Data to process START

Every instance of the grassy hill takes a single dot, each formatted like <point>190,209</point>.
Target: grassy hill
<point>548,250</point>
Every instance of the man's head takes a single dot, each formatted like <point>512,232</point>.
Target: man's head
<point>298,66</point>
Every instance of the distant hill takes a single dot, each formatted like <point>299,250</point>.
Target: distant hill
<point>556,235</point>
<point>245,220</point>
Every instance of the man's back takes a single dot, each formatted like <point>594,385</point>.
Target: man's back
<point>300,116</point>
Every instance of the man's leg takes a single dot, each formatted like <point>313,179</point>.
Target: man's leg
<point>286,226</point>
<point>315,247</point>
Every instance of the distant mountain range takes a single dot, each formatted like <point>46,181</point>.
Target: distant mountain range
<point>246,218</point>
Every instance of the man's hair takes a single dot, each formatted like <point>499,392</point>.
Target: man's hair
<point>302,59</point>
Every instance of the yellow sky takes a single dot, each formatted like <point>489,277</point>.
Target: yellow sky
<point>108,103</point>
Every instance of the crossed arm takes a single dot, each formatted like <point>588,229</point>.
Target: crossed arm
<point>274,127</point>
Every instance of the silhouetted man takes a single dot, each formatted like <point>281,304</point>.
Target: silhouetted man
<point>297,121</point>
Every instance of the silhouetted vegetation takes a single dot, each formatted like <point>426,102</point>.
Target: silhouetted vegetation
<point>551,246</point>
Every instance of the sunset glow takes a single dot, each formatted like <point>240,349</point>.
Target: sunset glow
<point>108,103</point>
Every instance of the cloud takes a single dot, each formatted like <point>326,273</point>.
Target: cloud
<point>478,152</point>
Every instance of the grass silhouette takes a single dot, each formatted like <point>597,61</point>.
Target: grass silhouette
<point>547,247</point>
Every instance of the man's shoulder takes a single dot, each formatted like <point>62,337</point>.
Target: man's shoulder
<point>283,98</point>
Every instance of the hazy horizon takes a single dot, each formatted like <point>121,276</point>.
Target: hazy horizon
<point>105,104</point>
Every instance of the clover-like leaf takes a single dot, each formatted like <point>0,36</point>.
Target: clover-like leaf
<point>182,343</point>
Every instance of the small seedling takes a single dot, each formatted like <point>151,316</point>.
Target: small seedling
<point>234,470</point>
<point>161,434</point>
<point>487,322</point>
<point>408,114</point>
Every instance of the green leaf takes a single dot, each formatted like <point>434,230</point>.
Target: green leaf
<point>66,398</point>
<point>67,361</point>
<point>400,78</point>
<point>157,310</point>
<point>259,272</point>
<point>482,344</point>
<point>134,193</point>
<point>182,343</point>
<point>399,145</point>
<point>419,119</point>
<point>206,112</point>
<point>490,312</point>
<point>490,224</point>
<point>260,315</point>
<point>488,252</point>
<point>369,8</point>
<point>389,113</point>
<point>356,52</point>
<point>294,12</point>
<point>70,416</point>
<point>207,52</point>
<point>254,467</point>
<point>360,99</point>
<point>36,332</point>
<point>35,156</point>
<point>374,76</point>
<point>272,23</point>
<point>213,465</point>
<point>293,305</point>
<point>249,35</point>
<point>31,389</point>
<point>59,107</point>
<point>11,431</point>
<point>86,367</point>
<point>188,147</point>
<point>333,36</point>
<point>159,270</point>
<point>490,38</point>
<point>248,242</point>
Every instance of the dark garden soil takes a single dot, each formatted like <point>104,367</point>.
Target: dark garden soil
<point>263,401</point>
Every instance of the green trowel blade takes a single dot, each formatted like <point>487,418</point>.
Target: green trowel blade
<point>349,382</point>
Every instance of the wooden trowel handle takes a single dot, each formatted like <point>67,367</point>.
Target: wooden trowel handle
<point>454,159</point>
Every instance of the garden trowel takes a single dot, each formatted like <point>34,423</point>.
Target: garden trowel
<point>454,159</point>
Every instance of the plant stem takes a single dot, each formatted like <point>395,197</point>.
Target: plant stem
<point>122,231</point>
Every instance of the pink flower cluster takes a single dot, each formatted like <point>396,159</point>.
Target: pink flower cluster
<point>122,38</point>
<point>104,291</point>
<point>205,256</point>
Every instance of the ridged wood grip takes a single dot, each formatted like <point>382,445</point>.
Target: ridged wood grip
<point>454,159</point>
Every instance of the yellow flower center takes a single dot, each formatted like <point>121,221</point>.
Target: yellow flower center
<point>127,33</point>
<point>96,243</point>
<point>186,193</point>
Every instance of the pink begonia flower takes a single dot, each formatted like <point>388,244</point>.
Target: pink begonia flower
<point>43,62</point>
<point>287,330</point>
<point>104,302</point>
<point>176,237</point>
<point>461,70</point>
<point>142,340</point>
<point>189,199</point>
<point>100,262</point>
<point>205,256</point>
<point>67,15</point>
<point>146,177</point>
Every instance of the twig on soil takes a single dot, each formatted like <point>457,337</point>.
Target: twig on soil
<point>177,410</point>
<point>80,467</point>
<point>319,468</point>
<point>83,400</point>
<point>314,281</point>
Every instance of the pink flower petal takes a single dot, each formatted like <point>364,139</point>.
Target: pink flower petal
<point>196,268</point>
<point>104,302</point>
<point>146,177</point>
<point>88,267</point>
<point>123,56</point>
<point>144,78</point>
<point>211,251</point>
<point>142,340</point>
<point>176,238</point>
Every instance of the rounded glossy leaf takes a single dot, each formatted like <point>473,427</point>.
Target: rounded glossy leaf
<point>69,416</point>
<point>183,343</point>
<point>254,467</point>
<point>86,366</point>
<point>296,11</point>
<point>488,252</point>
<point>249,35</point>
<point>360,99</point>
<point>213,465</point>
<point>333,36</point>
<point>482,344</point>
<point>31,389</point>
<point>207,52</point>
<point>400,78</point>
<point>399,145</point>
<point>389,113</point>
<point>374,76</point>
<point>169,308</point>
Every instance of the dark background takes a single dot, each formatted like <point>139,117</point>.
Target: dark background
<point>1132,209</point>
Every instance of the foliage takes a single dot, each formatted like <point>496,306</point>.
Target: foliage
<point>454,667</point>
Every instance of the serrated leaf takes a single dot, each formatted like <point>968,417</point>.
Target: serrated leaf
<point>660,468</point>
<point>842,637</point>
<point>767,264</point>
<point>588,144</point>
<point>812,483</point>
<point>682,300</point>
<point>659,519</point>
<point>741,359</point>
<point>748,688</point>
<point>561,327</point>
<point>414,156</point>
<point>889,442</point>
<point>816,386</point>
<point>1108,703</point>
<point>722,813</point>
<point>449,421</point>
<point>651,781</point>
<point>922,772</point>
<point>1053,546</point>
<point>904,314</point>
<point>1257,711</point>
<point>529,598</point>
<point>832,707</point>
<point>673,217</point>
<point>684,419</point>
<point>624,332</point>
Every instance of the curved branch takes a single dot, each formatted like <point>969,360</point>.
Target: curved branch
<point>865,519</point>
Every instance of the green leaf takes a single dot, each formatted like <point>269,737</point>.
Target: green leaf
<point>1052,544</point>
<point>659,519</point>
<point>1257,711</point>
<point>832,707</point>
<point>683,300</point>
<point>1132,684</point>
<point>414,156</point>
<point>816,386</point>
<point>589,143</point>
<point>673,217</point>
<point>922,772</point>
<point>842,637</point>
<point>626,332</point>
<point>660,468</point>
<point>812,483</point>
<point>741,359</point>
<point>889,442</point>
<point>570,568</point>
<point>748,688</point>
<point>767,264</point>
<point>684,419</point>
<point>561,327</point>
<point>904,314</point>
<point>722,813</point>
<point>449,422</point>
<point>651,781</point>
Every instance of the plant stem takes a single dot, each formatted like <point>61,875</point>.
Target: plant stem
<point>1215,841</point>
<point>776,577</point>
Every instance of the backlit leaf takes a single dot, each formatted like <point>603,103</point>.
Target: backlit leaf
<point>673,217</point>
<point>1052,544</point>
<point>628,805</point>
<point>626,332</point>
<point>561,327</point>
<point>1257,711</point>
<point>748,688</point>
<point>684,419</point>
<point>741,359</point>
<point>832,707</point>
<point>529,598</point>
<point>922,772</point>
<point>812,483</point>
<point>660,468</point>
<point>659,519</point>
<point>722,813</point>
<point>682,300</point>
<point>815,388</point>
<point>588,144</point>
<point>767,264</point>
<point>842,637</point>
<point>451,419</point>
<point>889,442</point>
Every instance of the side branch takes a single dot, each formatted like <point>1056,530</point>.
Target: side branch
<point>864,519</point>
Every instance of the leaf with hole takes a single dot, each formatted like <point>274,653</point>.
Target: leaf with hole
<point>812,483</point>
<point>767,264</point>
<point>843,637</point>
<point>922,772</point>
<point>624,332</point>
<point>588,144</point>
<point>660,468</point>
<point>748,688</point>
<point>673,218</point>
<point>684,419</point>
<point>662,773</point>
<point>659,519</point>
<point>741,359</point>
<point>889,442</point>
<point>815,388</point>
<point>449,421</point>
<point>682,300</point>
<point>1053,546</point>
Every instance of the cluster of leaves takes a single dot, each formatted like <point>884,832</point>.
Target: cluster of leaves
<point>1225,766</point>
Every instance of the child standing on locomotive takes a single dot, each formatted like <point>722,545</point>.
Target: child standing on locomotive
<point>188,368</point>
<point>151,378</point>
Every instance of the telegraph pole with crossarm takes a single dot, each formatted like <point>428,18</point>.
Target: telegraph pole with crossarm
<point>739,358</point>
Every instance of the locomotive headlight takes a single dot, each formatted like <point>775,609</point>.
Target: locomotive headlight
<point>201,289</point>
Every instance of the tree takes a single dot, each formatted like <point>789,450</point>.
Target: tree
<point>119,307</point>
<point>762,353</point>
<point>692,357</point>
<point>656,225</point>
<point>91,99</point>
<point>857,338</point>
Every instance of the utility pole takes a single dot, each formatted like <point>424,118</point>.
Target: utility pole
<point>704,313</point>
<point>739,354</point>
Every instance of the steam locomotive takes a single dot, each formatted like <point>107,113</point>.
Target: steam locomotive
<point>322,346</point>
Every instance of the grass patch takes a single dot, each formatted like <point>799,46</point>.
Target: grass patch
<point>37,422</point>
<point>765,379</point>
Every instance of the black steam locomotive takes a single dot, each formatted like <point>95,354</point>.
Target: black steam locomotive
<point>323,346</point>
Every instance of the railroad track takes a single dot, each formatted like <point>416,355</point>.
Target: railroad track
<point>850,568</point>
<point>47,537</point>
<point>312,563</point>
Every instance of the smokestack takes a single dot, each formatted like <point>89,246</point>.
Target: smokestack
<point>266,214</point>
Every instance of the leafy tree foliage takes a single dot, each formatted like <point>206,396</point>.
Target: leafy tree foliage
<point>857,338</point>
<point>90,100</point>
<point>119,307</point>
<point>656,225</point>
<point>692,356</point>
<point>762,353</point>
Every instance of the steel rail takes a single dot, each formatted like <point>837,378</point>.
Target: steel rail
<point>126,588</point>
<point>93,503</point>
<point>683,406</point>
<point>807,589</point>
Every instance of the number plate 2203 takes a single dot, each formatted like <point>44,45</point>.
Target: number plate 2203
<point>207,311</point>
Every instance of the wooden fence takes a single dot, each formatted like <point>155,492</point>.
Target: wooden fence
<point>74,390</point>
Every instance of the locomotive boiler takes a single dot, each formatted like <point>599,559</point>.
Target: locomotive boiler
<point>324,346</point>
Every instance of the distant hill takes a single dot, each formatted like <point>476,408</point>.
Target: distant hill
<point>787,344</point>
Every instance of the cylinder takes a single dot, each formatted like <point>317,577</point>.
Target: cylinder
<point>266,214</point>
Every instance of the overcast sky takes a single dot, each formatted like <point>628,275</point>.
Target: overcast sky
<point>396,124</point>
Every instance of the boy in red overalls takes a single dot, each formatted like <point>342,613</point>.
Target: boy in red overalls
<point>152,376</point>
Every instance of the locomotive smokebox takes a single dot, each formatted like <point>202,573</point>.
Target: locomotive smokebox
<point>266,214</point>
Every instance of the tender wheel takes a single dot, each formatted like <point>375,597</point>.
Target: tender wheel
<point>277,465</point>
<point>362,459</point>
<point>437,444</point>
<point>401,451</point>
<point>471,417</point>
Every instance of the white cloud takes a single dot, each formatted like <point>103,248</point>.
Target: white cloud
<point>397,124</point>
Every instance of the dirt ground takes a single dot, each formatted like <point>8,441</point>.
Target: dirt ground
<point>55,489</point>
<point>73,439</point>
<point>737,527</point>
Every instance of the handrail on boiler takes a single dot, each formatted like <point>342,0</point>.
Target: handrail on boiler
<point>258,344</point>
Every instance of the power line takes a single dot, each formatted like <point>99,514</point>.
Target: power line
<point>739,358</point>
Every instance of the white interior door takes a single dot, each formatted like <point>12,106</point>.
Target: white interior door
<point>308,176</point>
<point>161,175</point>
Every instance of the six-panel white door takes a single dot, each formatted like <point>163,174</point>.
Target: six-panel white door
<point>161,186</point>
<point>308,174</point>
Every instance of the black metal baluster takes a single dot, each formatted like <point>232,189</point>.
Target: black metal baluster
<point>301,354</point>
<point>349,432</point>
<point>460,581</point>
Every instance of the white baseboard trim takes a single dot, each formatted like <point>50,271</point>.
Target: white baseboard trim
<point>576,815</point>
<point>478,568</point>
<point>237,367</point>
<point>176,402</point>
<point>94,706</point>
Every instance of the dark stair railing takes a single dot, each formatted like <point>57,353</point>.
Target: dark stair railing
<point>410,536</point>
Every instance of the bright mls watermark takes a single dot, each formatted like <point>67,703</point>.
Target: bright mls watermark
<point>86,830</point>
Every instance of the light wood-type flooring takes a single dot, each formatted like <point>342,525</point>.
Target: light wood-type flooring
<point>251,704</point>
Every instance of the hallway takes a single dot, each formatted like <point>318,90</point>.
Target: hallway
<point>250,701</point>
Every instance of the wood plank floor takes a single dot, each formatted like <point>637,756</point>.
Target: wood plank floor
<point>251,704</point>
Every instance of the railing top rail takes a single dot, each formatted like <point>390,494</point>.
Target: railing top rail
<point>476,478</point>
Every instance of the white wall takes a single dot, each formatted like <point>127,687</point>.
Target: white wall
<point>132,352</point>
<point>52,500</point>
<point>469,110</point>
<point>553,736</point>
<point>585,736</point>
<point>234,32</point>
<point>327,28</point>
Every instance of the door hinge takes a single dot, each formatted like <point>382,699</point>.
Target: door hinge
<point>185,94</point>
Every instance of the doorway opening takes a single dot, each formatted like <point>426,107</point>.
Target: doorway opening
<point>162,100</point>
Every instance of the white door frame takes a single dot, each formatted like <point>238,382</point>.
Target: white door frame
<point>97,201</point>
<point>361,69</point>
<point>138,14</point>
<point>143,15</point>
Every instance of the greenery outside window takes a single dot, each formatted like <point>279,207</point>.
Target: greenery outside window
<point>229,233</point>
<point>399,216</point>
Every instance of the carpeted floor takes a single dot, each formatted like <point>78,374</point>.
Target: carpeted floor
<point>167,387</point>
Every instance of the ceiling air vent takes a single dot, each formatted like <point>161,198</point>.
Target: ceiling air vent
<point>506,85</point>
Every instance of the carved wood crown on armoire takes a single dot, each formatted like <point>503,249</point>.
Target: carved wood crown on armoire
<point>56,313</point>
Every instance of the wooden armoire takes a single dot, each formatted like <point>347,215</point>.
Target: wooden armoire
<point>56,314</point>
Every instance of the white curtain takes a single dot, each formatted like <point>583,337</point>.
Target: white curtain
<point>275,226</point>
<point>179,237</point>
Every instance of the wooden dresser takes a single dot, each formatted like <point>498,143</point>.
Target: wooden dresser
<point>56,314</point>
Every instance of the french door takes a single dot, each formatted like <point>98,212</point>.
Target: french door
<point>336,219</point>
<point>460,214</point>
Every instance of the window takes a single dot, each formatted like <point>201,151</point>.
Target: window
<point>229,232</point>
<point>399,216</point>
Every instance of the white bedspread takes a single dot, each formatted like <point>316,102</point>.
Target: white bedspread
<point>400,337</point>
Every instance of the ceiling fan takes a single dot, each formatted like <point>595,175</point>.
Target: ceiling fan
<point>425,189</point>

Data to process END

[Problem statement]
Return only what runs from the line containing "Every instance of the white curtain" to the last line of the records above, both ends included, exactly as written.

[Final answer]
Every instance of the white curtain takes a single dot, each formatted like <point>583,337</point>.
Target: white curtain
<point>275,226</point>
<point>179,237</point>
Every instance of the wooden dresser takes a single dot, each formatted like <point>498,143</point>.
Target: wooden dresser
<point>56,314</point>
Every instance of the french door takes a single dot, each formatted like <point>98,212</point>.
Target: french door
<point>336,219</point>
<point>460,214</point>
Every instance of the window takes a single dot, each formatted like <point>201,151</point>.
Target: window
<point>229,232</point>
<point>399,216</point>
Every instance of the white bedspread takes a single dot, each formatted like <point>316,102</point>.
Target: white bedspread
<point>400,337</point>
Every instance of the ceiling fan takes a single dot, each formatted like <point>595,175</point>.
Target: ceiling fan
<point>425,189</point>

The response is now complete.